• [Exercise requirements]: Retype every one of the records below without changing anything.

— Start Provided information —

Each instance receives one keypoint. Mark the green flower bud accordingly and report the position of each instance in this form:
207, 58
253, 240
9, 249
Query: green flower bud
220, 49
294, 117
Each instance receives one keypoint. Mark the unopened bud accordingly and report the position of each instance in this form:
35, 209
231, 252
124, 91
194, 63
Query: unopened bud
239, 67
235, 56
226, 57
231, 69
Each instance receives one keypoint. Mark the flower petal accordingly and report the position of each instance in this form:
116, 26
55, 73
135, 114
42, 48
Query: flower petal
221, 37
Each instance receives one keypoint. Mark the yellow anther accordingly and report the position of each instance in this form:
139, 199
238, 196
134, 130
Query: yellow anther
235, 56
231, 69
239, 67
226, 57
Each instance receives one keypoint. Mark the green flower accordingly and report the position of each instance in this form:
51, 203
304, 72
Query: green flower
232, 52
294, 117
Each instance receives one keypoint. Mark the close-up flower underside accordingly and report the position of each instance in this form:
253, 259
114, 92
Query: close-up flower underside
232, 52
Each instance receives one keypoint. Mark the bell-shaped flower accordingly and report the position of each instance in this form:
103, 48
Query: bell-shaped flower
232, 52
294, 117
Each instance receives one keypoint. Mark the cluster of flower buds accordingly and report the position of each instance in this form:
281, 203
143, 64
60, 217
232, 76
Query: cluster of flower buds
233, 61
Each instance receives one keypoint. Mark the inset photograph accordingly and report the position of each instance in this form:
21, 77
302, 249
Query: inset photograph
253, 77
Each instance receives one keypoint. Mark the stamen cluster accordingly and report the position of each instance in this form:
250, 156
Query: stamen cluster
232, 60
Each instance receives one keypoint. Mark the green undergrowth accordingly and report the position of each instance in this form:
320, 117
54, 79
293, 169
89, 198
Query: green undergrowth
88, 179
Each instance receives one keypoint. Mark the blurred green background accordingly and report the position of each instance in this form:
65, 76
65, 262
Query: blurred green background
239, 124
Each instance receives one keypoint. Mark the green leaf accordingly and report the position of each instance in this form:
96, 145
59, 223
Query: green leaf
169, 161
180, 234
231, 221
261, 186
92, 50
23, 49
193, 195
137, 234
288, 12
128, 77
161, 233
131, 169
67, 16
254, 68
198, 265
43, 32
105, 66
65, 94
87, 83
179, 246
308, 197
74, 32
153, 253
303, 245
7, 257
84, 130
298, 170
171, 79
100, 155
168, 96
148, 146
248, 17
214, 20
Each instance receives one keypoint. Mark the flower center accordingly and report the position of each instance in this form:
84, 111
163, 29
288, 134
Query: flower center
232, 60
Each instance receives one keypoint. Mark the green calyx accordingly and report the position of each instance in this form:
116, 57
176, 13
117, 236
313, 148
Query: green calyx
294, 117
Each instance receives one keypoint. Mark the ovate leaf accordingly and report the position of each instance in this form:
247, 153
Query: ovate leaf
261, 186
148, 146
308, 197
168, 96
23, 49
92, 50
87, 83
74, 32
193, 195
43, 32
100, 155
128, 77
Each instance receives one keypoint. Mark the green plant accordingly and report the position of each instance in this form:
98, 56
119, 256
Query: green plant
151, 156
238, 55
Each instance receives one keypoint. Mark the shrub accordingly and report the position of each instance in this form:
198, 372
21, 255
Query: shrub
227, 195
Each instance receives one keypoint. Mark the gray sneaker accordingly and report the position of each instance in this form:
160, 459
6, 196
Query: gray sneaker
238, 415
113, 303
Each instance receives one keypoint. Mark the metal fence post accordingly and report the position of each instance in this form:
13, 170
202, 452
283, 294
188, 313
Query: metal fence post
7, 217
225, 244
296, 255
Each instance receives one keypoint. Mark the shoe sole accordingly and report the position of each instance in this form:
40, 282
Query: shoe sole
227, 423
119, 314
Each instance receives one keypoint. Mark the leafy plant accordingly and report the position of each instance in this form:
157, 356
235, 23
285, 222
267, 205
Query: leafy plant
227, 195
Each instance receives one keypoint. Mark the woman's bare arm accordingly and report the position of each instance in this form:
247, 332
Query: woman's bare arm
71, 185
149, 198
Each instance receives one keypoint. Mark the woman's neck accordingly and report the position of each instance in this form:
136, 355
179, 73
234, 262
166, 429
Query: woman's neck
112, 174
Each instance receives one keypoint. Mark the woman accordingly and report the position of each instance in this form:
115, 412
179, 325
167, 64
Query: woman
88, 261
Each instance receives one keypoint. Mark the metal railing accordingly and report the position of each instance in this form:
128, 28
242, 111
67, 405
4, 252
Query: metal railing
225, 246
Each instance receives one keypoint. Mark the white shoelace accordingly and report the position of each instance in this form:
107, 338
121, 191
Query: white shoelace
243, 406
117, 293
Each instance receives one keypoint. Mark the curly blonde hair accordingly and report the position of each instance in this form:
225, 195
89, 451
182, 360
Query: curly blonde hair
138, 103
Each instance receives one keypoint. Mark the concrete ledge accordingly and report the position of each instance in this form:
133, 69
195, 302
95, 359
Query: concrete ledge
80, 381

— End Provided information —

• [Exercise output]:
Each instance receives one keypoint. Mark the green flower bud accordingly and report the position of each instance in this form:
207, 58
253, 240
9, 249
Query: green flower bud
220, 49
294, 117
Each instance receives one keypoint. Mark the unopened bud accordingly and report the position of each instance in this form:
35, 209
231, 252
124, 91
194, 63
Query: unopened bud
239, 67
235, 56
226, 57
231, 69
Each instance receives one keypoint. Mark the flower petal accordingly and report the position of each instance in this form:
116, 26
55, 73
135, 114
42, 48
Query: flower petal
221, 37
Each instance receives one keypoint. Mark the yellow anther accordingly and report the position of each instance in this form:
139, 199
238, 196
134, 130
Query: yellow anther
235, 56
231, 69
239, 67
226, 57
Each instance receives one keypoint. Mark the green flower accordingly and report the position of each instance in this form:
51, 203
304, 72
Query: green flower
232, 52
294, 117
Each instance receives one keypoint. Mark the close-up flower underside accordingly and report the position of each instance in this form:
253, 259
114, 92
Query: close-up flower underside
232, 52
Each instance receives one keypoint. Mark the bell-shaped flower accordingly and report the position of each instance in this form:
103, 48
Query: bell-shaped flower
232, 52
294, 117
Each instance receives one keypoint. Mark the cluster of flower buds accordingly and report the position of each instance in this form:
281, 203
143, 64
60, 217
232, 76
Query: cluster of flower buds
233, 61
Each instance receives one keypoint. Mark the inset photograph accordingly and report the position of each instance in this form:
21, 77
302, 249
Query: inset photograph
253, 77
Each instance receives one keypoint. Mark the stamen cluster accordingly and report the position of each instance in this form:
250, 156
Query: stamen cluster
232, 60
Each instance receives one keypoint. Mark the green undergrowth accordingly and report the position of each instance in this form:
320, 117
54, 79
293, 169
89, 198
Query: green undergrowth
88, 179
Each instance receives one keypoint. Mark the blurred green background accordingly and report the position of each instance in this form:
65, 76
65, 262
Query: blurred green background
239, 124
Each instance receives one keypoint. Mark the green leaf accordingly and report the position of each instance in this form:
96, 145
59, 223
Query: green leaf
169, 161
180, 234
231, 221
261, 186
92, 50
23, 49
193, 195
137, 234
288, 12
128, 77
161, 233
131, 169
67, 16
254, 68
198, 265
43, 32
105, 66
65, 94
87, 83
179, 246
308, 197
74, 32
153, 253
303, 245
7, 257
84, 130
298, 170
171, 79
100, 155
168, 96
148, 146
248, 17
214, 20
Each instance receives one keypoint. Mark the flower center accordingly and report the position of each instance in this form:
84, 111
163, 29
288, 134
Query: flower center
232, 60
Each instance receives one keypoint. Mark the green calyx accordingly and report the position of each instance in this form:
116, 57
176, 13
117, 236
313, 148
Query: green calyx
294, 117
Each instance receives one keypoint. Mark the ovate leaf accordingly and report the position of each instance in this form:
247, 153
Query: ovate leaf
261, 186
148, 146
308, 197
168, 96
23, 49
92, 50
87, 83
74, 32
193, 195
43, 32
100, 155
128, 77
Each instance receives one keypoint. Mark the green plant accordingly and report the position of each instance in this form:
98, 56
119, 256
Query: green plant
151, 156
238, 55
Each instance receives one keypoint. Mark the shrub accordingly and report the position of each instance in this form:
198, 372
21, 255
Query: shrub
227, 195
Each instance receives one keypoint. Mark the gray sneaker accordingly and report the position of each instance in this form:
160, 459
6, 196
Query: gray sneaker
238, 415
113, 303
Each instance receives one keypoint. Mark the metal fence post accordingly and report the position of each instance in this form:
13, 170
202, 452
283, 294
188, 313
Query: metal fence post
7, 217
225, 244
296, 255
Each instance receives one keypoint. Mark the shoe sole accordingly and report the position of each instance in this form:
40, 282
Query: shoe sole
227, 423
119, 314
Each instance receives one keypoint. Mark the leafy plant accordingly and report the position of each instance in this form:
157, 356
235, 23
285, 222
267, 205
Query: leafy plant
227, 195
Each instance receives one keypoint. Mark the woman's bare arm accordingly and report the position of each instance in this form:
247, 332
Query: woman's bare arm
71, 185
149, 198
Each instance receives one keypoint. Mark the woman's neck accordingly and report the position of each instance in this form:
136, 355
179, 73
234, 262
166, 429
Query: woman's neck
112, 174
Each instance receives one keypoint. Mark the woman accordingly and report the position of each instance in this form:
115, 412
179, 325
167, 64
Query: woman
88, 261
Each instance receives one keypoint. Mark the metal railing accordingly and report the position of each instance in this form:
128, 28
242, 111
67, 405
4, 252
Query: metal railing
225, 246
Each instance receives one keypoint. Mark the white shoelace accordingly and report the position of each instance in this form:
107, 338
121, 191
Query: white shoelace
243, 406
117, 293
Each instance receives one keypoint. Mark the curly blonde hair accordingly and report the position of each instance in this form:
225, 195
89, 451
182, 360
Query: curly blonde hair
138, 103
Each instance receives one keypoint. Mark the concrete ledge accordingly and report the position of each instance in this form:
133, 69
195, 302
95, 359
Query: concrete ledge
80, 381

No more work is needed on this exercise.